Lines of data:
----------

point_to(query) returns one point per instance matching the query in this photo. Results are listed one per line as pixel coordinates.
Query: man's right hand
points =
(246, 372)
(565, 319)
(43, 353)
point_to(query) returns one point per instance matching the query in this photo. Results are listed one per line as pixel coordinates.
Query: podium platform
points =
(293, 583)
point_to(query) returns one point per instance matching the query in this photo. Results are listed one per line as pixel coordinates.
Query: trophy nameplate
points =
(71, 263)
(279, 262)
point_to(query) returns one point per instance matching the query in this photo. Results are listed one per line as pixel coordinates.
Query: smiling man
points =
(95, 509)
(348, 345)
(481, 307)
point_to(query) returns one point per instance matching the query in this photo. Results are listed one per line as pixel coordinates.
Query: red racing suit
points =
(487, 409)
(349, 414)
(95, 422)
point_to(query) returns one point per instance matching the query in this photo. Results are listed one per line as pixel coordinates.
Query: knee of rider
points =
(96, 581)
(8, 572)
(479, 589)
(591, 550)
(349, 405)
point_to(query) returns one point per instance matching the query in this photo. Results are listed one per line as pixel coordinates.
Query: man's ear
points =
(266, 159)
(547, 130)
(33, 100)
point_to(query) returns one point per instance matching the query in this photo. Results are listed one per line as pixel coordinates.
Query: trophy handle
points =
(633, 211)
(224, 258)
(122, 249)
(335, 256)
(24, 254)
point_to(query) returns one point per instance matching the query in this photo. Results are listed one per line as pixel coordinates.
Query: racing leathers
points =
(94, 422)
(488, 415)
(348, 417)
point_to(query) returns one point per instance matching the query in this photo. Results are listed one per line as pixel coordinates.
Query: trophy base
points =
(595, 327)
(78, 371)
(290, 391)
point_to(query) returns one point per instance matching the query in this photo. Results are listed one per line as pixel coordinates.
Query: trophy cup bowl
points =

----------

* [STATED EXERCISE]:
Extract all of the data shown above and repeat it verbatim.

* [ANSWER TO THE PROBLEM]:
point_to(query) returns one point per instance matching the query in this photo. Results are listed one per line as pixel coordinates.
Query: man's right hand
points =
(246, 372)
(565, 319)
(43, 353)
point_to(query) returns one point per instance matching the query in this photo. Results are listed one per line as pixel coordinates.
Query: podium platform
points =
(293, 583)
point_to(query) returns one point per instance matching the query in this photo. Results are listed one per line as pixel coordinates.
Query: trophy nameplate
points =
(71, 263)
(279, 262)
point_to(query) returns one point per instance matching the query in this photo. Results are listed one per line as pixel coordinates.
Query: smiling man
points =
(95, 509)
(348, 345)
(481, 307)
point_to(query) returns one point per instance matching the query in this photo. Results are listed one per line as pixel coordinates.
Query: red racing suit
points =
(487, 409)
(349, 414)
(95, 422)
point_to(query) returns one point per instance matching the query in this photo. Results are listed one per line as pixel coordinates.
Query: knee of rider
points =
(96, 581)
(8, 572)
(479, 589)
(591, 550)
(349, 405)
point_to(query) returns one point per instance matching the query in this photo. Results are listed one per line as pixel coordinates.
Query: man's ear
points =
(266, 159)
(547, 130)
(33, 100)
point_to(query) returns one point per instance matching the query in this photo. Results are listed one per line as pixel coordinates.
Query: trophy handle
points =
(633, 211)
(224, 258)
(122, 249)
(335, 256)
(24, 254)
point_to(query) returns one point per instance matching the query in this photo. Results are listed one per line as pixel coordinates.
Query: racing leathers
points =
(94, 422)
(488, 415)
(348, 417)
point_to(query) returns one point per instance matching the query in this photo. Results are listed one per line as pixel coordinates.
Query: trophy base
points =
(595, 327)
(78, 371)
(290, 391)
point_to(query) returns one point per instance matching the query in this photo. Results are listed one per line as pixel coordinates.
Query: trophy cup bowl
points =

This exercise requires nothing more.